Work instruction 1
For the Mueller report discussion, decide whether each statement agrees with it: (a) the Justice Department redacted the document; (b) a little more than half of voters currently support impeachment; (c) the campaign consultant quoted was working for the Republican Party. Answer yes or no, quoting the words that settle each.
Work instruction 2
Reproduce word for word the part of the Mueller report discussion that opens with the words containing "Barr is an insect" and closes with "should subpoena Trump.".

Exercise passage
──────────────────────────────

These findings, from the special counsel, Robert S. Mueller III, detail his two-year investigation into Russian interference in the 2016 presidential election. The document has been redacted by the Justice Department.
more...
One campaign consultant for the Democratic Party called the report, the Congressional investigations arising from it and the spin-off criminal investigations already underway in NY and VA -- "mood music" for the 2020 election.
 

DIY-HP-LED

Well-Known Member
One campaign consultant for the Democratic Party called the report, the Congressional investigations arising from it and the spin-off criminal investigations already underway in NY and VA -- "mood music" for the 2020 election.
Right now only a little more than a third of the voters support impeachment, but that number might grow to 40% after the report sinks in. A third of the country think it's "fake news" and a little less than a third of the country can be persuaded with overwhelming evidence brought before the house in investigations. Make the Trump people squirm and force them to lie under oath, the more of the bastards in the bag the better.

Hearing from Mueller and his team should be enlightening and Bill Barr might as well take an apartment in the house because he's gonna be in the hot seat constantly before the house judiciary committee who will humiliate him, if that's possible.
 

Fogdog

Well-Known Member
Right now only a little more than a third of the voters support impeachment, but that number might grow to 40% after the report sinks in. A third of the country think it's "fake news" and a little less than a third of the country can be persuaded with overwhelming evidence brought before the house in investigations. Make the Trump people squirm and force them to lie under oath, the more of the bastards in the bag the better.

Hearing from Mueller and his team should be enlightening and Bill Barr might as well take an apartment in the house because he's gonna be in the hot seat constantly before the house judiciary committee who will humiliate him, if that's possible.
Barr is an insect and has discredited himself as an independent head of the Justice Department. Trump will use him to divert and distract. Barr isn't worth the time. Congress should subpoena Trump.

──────────────────────────────

Dataset records
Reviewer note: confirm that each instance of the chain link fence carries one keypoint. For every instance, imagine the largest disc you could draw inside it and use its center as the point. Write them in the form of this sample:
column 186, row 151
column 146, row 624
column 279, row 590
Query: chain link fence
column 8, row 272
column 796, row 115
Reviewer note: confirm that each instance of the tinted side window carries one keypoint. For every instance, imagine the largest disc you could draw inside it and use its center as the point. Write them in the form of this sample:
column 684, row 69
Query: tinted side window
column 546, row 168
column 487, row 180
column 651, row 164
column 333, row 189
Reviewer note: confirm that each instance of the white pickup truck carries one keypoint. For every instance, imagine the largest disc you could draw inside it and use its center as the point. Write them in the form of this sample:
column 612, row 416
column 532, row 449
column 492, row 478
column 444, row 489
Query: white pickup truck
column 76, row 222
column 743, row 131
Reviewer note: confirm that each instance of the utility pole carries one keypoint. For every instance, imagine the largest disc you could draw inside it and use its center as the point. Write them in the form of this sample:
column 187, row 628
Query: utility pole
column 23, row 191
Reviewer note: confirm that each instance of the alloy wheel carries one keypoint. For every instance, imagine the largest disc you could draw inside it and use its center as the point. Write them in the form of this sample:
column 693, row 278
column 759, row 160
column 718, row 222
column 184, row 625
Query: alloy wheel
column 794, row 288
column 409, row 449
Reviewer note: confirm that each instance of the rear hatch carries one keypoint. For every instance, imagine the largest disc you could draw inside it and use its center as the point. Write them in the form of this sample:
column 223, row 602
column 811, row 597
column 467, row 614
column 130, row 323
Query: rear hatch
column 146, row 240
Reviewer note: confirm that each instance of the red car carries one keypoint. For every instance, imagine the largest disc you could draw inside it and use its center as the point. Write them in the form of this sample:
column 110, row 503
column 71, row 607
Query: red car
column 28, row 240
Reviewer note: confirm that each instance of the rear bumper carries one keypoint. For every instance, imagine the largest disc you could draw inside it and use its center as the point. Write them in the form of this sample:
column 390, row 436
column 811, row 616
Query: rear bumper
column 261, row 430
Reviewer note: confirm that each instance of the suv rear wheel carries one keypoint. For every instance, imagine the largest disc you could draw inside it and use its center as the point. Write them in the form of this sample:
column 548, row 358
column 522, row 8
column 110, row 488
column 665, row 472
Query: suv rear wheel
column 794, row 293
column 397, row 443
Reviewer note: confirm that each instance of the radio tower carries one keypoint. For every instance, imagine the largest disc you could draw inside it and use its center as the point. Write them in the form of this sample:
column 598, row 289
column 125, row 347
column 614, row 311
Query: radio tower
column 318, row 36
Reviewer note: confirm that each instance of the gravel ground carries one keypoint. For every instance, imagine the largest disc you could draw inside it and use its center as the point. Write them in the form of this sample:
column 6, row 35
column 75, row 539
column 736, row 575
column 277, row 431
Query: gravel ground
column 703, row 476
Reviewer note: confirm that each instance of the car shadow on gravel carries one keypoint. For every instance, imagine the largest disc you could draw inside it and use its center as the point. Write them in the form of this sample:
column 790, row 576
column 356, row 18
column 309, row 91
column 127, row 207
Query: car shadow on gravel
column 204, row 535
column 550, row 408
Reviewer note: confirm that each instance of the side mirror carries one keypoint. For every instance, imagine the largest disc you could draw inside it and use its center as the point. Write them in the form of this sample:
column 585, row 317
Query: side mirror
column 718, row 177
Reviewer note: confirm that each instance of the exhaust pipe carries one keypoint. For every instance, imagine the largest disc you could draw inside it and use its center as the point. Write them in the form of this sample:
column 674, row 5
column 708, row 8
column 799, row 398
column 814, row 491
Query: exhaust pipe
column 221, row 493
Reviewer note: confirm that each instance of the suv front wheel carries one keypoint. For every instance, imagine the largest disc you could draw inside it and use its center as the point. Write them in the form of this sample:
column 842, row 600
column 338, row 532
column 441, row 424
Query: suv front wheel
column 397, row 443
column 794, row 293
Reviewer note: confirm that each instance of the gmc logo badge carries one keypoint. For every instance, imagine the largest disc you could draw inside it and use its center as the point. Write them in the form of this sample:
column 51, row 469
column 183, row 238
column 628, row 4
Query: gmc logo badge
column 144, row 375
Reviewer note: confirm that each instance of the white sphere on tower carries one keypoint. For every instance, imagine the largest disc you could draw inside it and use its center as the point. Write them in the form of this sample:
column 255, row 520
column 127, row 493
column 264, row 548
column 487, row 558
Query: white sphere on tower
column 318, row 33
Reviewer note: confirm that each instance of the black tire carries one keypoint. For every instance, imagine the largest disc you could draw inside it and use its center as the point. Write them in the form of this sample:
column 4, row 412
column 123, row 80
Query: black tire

──────────────────────────────

Response box 1
(a) Yes: "The document has been redacted by the Justice Department."
(b) No: "Right now only a little more than a third of the voters support impeachment"
(c) No: "One campaign consultant for the Democratic Party"

Response box 2
Barr is an insect and has discredited himself as an independent head of the Justice Department. Trump will use him to divert and distract. Barr isn't worth the time. Congress should subpoena Trump.